***** Provided entries

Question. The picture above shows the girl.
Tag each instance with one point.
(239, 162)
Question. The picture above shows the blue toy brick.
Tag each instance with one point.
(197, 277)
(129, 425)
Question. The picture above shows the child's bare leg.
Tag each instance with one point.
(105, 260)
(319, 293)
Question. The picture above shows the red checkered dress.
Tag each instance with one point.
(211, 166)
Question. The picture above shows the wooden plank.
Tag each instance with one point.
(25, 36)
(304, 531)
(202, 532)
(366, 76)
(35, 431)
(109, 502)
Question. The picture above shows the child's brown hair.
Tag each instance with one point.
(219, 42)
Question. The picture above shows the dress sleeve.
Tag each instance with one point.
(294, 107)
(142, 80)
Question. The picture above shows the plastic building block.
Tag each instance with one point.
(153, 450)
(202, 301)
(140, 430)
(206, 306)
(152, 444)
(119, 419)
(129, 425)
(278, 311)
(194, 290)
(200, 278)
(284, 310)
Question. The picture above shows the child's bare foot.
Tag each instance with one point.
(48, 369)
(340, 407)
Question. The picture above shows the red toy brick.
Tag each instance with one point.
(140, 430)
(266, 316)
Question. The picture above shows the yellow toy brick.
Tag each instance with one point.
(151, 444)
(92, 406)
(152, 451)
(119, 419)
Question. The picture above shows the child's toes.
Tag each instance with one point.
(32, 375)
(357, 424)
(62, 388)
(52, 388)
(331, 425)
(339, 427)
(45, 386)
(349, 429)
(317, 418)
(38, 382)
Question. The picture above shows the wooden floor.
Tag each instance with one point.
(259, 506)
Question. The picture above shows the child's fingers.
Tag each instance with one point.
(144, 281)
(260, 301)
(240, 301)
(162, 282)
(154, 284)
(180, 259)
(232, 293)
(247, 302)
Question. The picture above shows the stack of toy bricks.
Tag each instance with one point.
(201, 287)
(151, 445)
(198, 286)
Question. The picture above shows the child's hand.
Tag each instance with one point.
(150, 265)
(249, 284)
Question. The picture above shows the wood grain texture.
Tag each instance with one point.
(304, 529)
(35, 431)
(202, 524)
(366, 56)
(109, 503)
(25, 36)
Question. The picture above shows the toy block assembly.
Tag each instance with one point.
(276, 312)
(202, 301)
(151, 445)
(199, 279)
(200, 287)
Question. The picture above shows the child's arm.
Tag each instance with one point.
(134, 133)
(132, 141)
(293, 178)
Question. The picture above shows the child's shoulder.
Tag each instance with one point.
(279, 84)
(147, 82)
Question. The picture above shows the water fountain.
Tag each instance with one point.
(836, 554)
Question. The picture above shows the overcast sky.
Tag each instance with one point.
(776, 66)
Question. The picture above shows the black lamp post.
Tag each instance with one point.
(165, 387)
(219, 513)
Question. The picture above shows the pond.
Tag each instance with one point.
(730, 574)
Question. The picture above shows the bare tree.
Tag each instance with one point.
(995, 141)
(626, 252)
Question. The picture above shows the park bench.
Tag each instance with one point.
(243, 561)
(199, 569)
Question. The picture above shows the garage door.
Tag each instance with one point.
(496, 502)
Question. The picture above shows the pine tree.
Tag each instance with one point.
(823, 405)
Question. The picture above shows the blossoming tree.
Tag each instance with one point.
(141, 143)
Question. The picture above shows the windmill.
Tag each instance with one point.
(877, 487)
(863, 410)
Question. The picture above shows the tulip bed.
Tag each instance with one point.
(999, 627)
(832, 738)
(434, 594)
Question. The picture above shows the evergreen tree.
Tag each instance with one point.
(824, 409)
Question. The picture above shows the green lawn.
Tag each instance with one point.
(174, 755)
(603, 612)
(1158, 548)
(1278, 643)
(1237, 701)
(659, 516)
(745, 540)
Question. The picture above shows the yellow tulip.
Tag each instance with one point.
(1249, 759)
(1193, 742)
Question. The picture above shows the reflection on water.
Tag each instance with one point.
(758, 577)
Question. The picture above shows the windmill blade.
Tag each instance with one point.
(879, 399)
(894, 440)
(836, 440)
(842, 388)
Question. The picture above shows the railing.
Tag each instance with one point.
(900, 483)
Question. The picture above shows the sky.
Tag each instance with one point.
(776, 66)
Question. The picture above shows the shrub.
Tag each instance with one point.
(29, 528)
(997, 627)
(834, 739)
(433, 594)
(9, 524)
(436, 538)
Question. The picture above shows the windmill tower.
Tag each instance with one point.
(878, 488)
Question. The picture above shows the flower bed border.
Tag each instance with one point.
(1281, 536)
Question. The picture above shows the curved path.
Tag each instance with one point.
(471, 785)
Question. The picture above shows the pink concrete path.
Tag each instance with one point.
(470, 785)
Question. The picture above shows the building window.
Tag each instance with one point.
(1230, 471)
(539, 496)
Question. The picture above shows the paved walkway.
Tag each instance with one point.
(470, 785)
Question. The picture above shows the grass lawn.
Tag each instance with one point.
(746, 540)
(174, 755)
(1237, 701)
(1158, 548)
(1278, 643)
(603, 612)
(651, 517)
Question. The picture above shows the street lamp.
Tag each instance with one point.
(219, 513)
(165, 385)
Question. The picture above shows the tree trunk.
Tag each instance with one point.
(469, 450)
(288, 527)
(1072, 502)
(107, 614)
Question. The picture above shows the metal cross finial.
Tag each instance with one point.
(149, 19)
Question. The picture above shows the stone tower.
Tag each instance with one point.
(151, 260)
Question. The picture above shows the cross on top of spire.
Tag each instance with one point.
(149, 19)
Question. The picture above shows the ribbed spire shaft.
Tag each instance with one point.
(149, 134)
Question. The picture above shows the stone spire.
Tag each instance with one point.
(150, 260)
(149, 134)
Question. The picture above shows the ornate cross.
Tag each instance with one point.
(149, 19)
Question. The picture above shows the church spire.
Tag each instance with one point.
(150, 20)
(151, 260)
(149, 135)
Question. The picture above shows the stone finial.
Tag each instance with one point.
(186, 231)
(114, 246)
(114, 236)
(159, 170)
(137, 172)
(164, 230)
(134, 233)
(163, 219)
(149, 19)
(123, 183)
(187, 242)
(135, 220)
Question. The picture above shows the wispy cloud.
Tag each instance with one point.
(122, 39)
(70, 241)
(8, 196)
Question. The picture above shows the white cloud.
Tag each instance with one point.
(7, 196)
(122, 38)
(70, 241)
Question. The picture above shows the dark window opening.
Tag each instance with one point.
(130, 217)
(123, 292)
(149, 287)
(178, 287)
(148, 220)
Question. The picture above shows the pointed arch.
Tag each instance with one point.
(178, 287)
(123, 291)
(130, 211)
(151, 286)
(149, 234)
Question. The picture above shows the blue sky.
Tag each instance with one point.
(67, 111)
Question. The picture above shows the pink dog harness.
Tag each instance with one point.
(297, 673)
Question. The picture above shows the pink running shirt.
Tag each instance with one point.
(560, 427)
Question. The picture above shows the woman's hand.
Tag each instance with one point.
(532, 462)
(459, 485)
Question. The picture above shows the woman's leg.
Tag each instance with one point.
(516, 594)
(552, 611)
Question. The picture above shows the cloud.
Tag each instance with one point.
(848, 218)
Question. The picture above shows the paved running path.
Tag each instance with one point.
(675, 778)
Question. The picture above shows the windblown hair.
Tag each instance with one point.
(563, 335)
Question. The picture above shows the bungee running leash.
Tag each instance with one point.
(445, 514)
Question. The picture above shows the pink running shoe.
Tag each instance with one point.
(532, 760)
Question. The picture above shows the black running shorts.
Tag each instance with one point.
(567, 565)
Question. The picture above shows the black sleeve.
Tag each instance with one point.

**********

> Work to complete
Rewrite all of the rows above as a numbered list, leaving out any blank lines.

> Exercise answer
1. Question. The picture above shows the girl.
2. Tag each instance with one point.
3. (239, 162)
4. Question. The picture above shows the blue toy brick.
5. Tag each instance with one point.
6. (197, 277)
7. (129, 425)
8. Question. The picture above shows the child's bare leg.
9. Tag each instance with one point.
10. (105, 260)
11. (319, 293)
12. Question. The picture above shows the red checkered dress.
13. Tag each instance with one point.
14. (211, 166)
15. Question. The picture above shows the wooden plank.
16. Tag each instance with one point.
17. (25, 36)
18. (304, 531)
19. (202, 532)
20. (366, 76)
21. (35, 431)
22. (109, 502)
23. Question. The picture above shows the child's brown hair.
24. Tag each instance with one point.
25. (219, 42)
26. Question. The picture above shows the dress sleeve.
27. Tag each instance with one point.
28. (294, 107)
29. (142, 80)
30. Question. The picture above shows the plastic building block.
31. Tag each instance with one point.
32. (153, 450)
33. (202, 301)
34. (140, 430)
35. (206, 306)
36. (152, 444)
37. (119, 419)
38. (129, 425)
39. (278, 311)
40. (194, 290)
41. (200, 278)
42. (284, 310)
43. Question. The picture above shows the child's bare foot.
44. Tag each instance with one point.
45. (48, 369)
46. (340, 407)
47. Question. The picture above shows the red toy brick.
48. Tag each instance with one point.
49. (140, 430)
50. (266, 316)
51. Question. The picture above shows the yellow toy brick.
52. Tag each instance with one point.
53. (151, 444)
54. (92, 406)
55. (152, 451)
56. (119, 419)
57. Question. The picture above shows the child's toes.
58. Tag each instance with one point.
59. (32, 375)
60. (357, 424)
61. (62, 388)
62. (52, 388)
63. (331, 425)
64. (339, 427)
65. (45, 386)
66. (349, 429)
67. (317, 418)
68. (38, 382)
69. Question. The picture above shows the wooden floor.
70. Tag each instance with one point.
71. (259, 506)
72. Question. The picture above shows the child's fingers.
73. Tag each instance with one point.
74. (144, 281)
75. (260, 301)
76. (240, 301)
77. (162, 282)
78. (154, 284)
79. (180, 259)
80. (232, 293)
81. (247, 302)
82. Question. The picture above shows the stack of toy bricks.
83. Tag each instance with one point.
84. (201, 287)
85. (151, 445)
86. (198, 286)
87. Question. The picture above shows the child's hand.
88. Tag each instance with one point.
89. (150, 265)
90. (249, 284)
91. Question. The picture above shows the wood grain texture.
92. Tag each instance with one point.
93. (304, 529)
94. (35, 431)
95. (202, 524)
96. (366, 56)
97. (109, 503)
98. (25, 36)
99. Question. The picture above shows the toy block assembly.
100. Tag each instance with one point.
101. (276, 312)
102. (202, 301)
103. (151, 445)
104. (199, 279)
105. (200, 287)
106. Question. The picture above shows the child's arm.
107. Tag each instance with one point.
108. (134, 133)
109. (132, 141)
110. (293, 178)
111. Question. The picture above shows the child's shoulder.
112. Tag each instance with one point.
113. (279, 84)
114. (147, 82)
115. Question. The picture above shows the water fountain.
116. Tag each instance with one point.
117. (836, 554)
118. Question. The picture above shows the overcast sky.
119. Tag each instance with one point.
120. (776, 66)
121. Question. The picture above shows the black lamp post.
122. Tag each instance with one point.
123. (165, 387)
124. (219, 513)
125. Question. The picture above shows the pond.
126. Tag each instance with one point.
127. (730, 574)
128. Question. The picture above shows the bare tree.
129. Tag each instance with one point.
130. (995, 141)
131. (626, 252)
132. Question. The picture above shows the park bench.
133. Tag each instance with one point.
134. (243, 561)
135. (199, 569)
136. Question. The picture above shows the garage door.
137. Tag each instance with one point.
138. (496, 502)
139. Question. The picture above shows the pine tree.
140. Tag each instance with one point.
141. (823, 405)
142. Question. The picture above shows the blossoming tree.
143. Tag each instance with one point.
144. (141, 143)
145. Question. The picture above shows the windmill.
146. Tag each instance with one point.
147. (877, 487)
148. (863, 410)
149. Question. The picture above shows the tulip bed.
150. Tag each instance with one point.
151. (999, 627)
152. (832, 738)
153. (434, 594)
154. Question. The picture above shows the evergreen tree.
155. Tag each instance with one point.
156. (824, 409)
157. Question. The picture above shows the green lawn.
158. Tag each instance with one point.
159. (174, 755)
160. (603, 612)
161. (1158, 548)
162. (1278, 643)
163. (1237, 701)
164. (659, 516)
165. (745, 540)
166. Question. The picture above shows the yellow tulip.
167. Tag each instance with one point.
168. (1249, 759)
169. (1193, 742)
170. Question. The picture above shows the reflection on water.
171. Tag each instance with one point.
172. (758, 577)
173. Question. The picture above shows the windmill blade.
174. Tag each instance with one point.
175. (879, 399)
176. (894, 440)
177. (836, 440)
178. (842, 388)
179. Question. The picture above shows the railing.
180. Tag each instance with one point.
181. (900, 483)
182. Question. The picture above shows the sky.
183. Tag each instance with one point.
184. (776, 66)
185. Question. The picture above shows the shrub.
186. Tag each instance with one point.
187. (29, 528)
188. (997, 627)
189. (834, 739)
190. (433, 594)
191. (9, 524)
192. (436, 538)
193. Question. The picture above shows the windmill tower.
194. Tag each instance with one point.
195. (878, 488)
196. Question. The picture above shows the flower bed border.
197. Tag each instance with one point.
198. (1281, 536)
199. Question. The picture above shows the curved path.
200. Tag each instance with one point.
201. (471, 785)
202. Question. The picture above shows the pink concrete path.
203. Tag each instance with one point.
204. (470, 785)
205. Question. The picture above shows the building window.
206. Tag each instance with one point.
207. (1230, 471)
208. (539, 496)
209. Question. The picture above shows the paved walkway.
210. Tag each instance with one point.
211. (470, 785)
212. Question. The picture above shows the grass lawn.
213. Tag each instance with one point.
214. (746, 540)
215. (174, 755)
216. (1237, 701)
217. (1158, 548)
218. (1278, 643)
219. (603, 612)
220. (651, 517)
221. Question. The picture above shows the street lamp.
222. Tag each instance with one point.
223. (219, 513)
224. (165, 385)
225. Question. The picture above shows the tree trunk.
226. Tag each instance with one point.
227. (469, 450)
228. (288, 527)
229. (1072, 502)
230. (107, 614)
231. Question. The picture above shows the metal cross finial.
232. Tag each instance with one point.
233. (149, 19)
234. Question. The picture above shows the stone tower.
235. Tag each instance with one point.
236. (151, 260)
237. Question. The picture above shows the cross on top of spire.
238. Tag each instance with one point.
239. (149, 19)
240. Question. The picture above shows the ribbed spire shaft.
241. Tag each instance with one point.
242. (149, 134)
243. Question. The picture above shows the stone spire.
244. Tag each instance with one point.
245. (150, 260)
246. (149, 134)
247. Question. The picture above shows the ornate cross.
248. Tag each instance with one point.
249. (149, 19)
250. Question. The picture above shows the church spire.
251. Tag each instance with one point.
252. (150, 20)
253. (151, 260)
254. (149, 135)
255. Question. The picture above shows the stone finial.
256. Tag each instance with one point.
257. (186, 231)
258. (114, 246)
259. (114, 236)
260. (159, 170)
261. (137, 172)
262. (164, 230)
263. (134, 233)
264. (163, 219)
265. (149, 19)
266. (123, 183)
267. (187, 242)
268. (135, 220)
269. Question. The picture above shows the wispy cloud.
270. Tag each instance with one point.
271. (122, 39)
272. (70, 241)
273. (8, 196)
274. Question. The picture above shows the white cloud.
275. Tag each instance with one point.
276. (7, 196)
277. (122, 38)
278. (70, 241)
279. Question. The picture above shows the dark window opening.
280. Tag each instance with one point.
281. (130, 217)
282. (123, 292)
283. (149, 287)
284. (178, 287)
285. (148, 220)
286. Question. The picture above shows the pointed arch.
287. Tag each instance with one point.
288. (178, 287)
289. (123, 291)
290. (130, 211)
291. (151, 286)
292. (149, 234)
293. Question. The picture above shows the blue sky.
294. Tag each instance with one point.
295. (67, 111)
296. Question. The picture above shows the pink dog harness.
297. Tag each instance with one point.
298. (297, 673)
299. Question. The picture above shows the pink running shirt.
300. Tag each instance with one point.
301. (560, 427)
302. Question. The picture above shows the woman's hand.
303. Tag each instance with one point.
304. (532, 462)
305. (459, 485)
306. Question. The picture above shows the woman's leg.
307. Tag each instance with one point.
308. (516, 594)
309. (552, 611)
310. Question. The picture above shows the cloud.
311. Tag each instance with one point.
312. (848, 218)
313. Question. The picture above shows the paved running path.
314. Tag each instance with one point.
315. (675, 778)
316. Question. The picture above shows the windblown hair.
317. Tag each instance with one point.
318. (563, 335)
319. Question. The picture above shows the bungee running leash.
320. Tag each instance with one point.
321. (445, 514)
322. Question. The picture above shows the pink running shoe.
323. Tag each instance with one point.
324. (532, 760)
325. Question. The picture above shows the black running shorts.
326. Tag each instance with one point.
327. (567, 565)
328. Question. The picture above shows the black sleeve.
329. Tag each instance with one point.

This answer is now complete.